Whatever the records below hold, copy it all out exactly.

START INPUT MATERIAL

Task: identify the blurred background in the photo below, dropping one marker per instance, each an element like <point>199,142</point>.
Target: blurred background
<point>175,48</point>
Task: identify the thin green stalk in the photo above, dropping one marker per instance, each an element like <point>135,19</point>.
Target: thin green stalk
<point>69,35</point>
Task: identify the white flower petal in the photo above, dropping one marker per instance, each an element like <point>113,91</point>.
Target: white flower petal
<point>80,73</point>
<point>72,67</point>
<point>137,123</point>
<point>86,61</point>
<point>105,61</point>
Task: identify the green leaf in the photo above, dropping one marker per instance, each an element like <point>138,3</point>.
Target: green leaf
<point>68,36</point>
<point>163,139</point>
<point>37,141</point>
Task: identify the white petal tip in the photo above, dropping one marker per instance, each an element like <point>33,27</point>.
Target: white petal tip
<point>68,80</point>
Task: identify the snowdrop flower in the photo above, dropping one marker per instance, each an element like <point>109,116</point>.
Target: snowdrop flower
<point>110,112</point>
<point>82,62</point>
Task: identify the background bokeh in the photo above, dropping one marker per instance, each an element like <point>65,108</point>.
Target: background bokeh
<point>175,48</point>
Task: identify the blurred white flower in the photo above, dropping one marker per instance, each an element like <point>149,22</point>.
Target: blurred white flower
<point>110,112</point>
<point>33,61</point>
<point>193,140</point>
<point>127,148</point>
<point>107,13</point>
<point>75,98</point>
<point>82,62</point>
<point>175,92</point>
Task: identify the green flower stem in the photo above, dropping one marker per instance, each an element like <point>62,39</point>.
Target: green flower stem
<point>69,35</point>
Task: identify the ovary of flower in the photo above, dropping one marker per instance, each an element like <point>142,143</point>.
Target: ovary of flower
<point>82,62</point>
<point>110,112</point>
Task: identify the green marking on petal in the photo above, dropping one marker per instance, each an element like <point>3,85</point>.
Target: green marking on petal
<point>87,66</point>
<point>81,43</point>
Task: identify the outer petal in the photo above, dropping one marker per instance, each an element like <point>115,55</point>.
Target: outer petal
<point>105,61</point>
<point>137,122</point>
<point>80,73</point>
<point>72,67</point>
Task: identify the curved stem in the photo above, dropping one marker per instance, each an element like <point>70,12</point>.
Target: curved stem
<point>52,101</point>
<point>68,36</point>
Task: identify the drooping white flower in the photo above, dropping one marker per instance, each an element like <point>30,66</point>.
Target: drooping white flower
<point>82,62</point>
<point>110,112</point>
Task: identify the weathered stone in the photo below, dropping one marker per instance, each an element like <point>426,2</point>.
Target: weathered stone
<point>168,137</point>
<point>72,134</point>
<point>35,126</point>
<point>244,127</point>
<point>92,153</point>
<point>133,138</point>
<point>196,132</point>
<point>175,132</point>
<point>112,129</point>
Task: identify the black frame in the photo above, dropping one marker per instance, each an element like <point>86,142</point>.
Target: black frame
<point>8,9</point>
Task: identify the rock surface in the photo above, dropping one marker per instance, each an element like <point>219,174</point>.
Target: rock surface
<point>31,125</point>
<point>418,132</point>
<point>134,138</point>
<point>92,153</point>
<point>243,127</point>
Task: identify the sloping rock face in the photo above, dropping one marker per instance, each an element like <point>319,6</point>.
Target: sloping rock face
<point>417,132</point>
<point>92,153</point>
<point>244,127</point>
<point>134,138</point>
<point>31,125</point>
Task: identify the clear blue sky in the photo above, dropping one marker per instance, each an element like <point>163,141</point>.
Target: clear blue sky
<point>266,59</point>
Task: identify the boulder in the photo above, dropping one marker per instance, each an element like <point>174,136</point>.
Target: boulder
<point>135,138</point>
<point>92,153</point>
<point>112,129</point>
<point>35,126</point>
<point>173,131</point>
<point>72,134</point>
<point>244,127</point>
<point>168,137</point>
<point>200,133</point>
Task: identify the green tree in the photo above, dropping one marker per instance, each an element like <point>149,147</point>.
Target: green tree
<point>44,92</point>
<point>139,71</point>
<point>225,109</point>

END INPUT MATERIAL

EXERCISE SOLUTION –
Task: identify the blurred background in the photo below, dropping one marker per instance, each an element like <point>199,142</point>.
Target: blurred background
<point>175,48</point>
Task: identify the thin green stalk in the photo above, dropping one marker per instance, each an element like <point>135,19</point>.
Target: thin green stalk
<point>69,35</point>
Task: identify the white flower petal in the photo above, dropping one marker per instance, each an element like <point>113,91</point>.
Target: white flower petal
<point>80,73</point>
<point>72,67</point>
<point>137,123</point>
<point>86,61</point>
<point>105,61</point>
Task: identify the green leaf in the photo above, dropping one marker per instance, each an element like <point>138,3</point>.
Target: green leaf
<point>68,36</point>
<point>163,139</point>
<point>37,141</point>
Task: identify the white petal tip in the photo above, dropping one marker per instance, each an element like <point>33,27</point>.
Target: white petal tip
<point>68,80</point>
Task: identify the snowdrop flower in the photo above, dropping one marker per instance, each an element like <point>109,116</point>.
Target: snowdrop flower
<point>110,112</point>
<point>82,62</point>
Task: identify the background bokeh in the photo above, dropping one marker per instance, each an element like <point>65,108</point>.
Target: background bokeh
<point>175,48</point>
Task: identify the blurred white flower in the photo above, dropping one marker per instance, each an element like <point>149,22</point>.
Target: blurred white flower
<point>110,112</point>
<point>33,61</point>
<point>193,140</point>
<point>127,148</point>
<point>107,13</point>
<point>75,98</point>
<point>82,62</point>
<point>175,92</point>
Task: identify the green flower stem in the photo above, dropping one marker per instance, each an element like <point>62,39</point>.
Target: green flower stem
<point>69,35</point>
Task: identify the ovary of flower in the photo above, dropping one marker per instance, each an element like <point>142,143</point>.
Target: ovary of flower
<point>82,62</point>
<point>110,112</point>
Task: identify the green marking on petal in the photo above, dropping one marker per instance, each an element like <point>3,85</point>.
Target: green marking on petal
<point>87,66</point>
<point>81,43</point>
Task: identify the outer petal in the photo above, dropping one marker per instance, each an element like <point>115,55</point>.
Target: outer petal
<point>105,61</point>
<point>137,122</point>
<point>80,73</point>
<point>72,67</point>
Task: identify the curved stem in the photo above, dropping one marker per instance, each an element like <point>70,12</point>.
Target: curved stem
<point>52,101</point>
<point>68,36</point>
Task: identify the drooping white flower in the photo above, dropping one marker per instance, each an element like <point>30,66</point>.
Target: drooping white flower
<point>82,62</point>
<point>110,112</point>
Task: identify the weathered stone in the photo below, dropping one marker per instance, each an element like <point>426,2</point>.
Target: weathered stone
<point>168,137</point>
<point>72,134</point>
<point>35,126</point>
<point>244,127</point>
<point>92,153</point>
<point>133,138</point>
<point>196,132</point>
<point>175,132</point>
<point>112,129</point>
Task: identify the black frame in the photo above, dropping one marker per instance, each an element like <point>86,142</point>.
Target: black frame
<point>8,9</point>
Task: identify the rock surface in the photo above, dropping one marker per instance, each an element like <point>219,174</point>.
Target: rock surface
<point>31,125</point>
<point>418,132</point>
<point>134,138</point>
<point>92,153</point>
<point>243,127</point>
Task: identify the sloping rock face in the photo above, dropping one marker per instance, each an element like <point>319,6</point>.
Target: sloping rock face
<point>417,132</point>
<point>92,153</point>
<point>244,127</point>
<point>134,138</point>
<point>31,125</point>
Task: identify the clear blue sky in the photo above, dropping one marker per instance, each an element like <point>163,141</point>.
Target: clear blue sky
<point>266,59</point>
Task: identify the boulder in the photo above, dropping one marker per instance, each an element like <point>174,136</point>.
Target: boulder
<point>135,138</point>
<point>92,153</point>
<point>112,129</point>
<point>35,126</point>
<point>173,131</point>
<point>72,134</point>
<point>244,127</point>
<point>168,137</point>
<point>200,133</point>
Task: identify the green tree in the photo above, dropping one marker per instance, each an element like <point>149,147</point>.
Target: green tree
<point>44,92</point>
<point>139,71</point>
<point>225,109</point>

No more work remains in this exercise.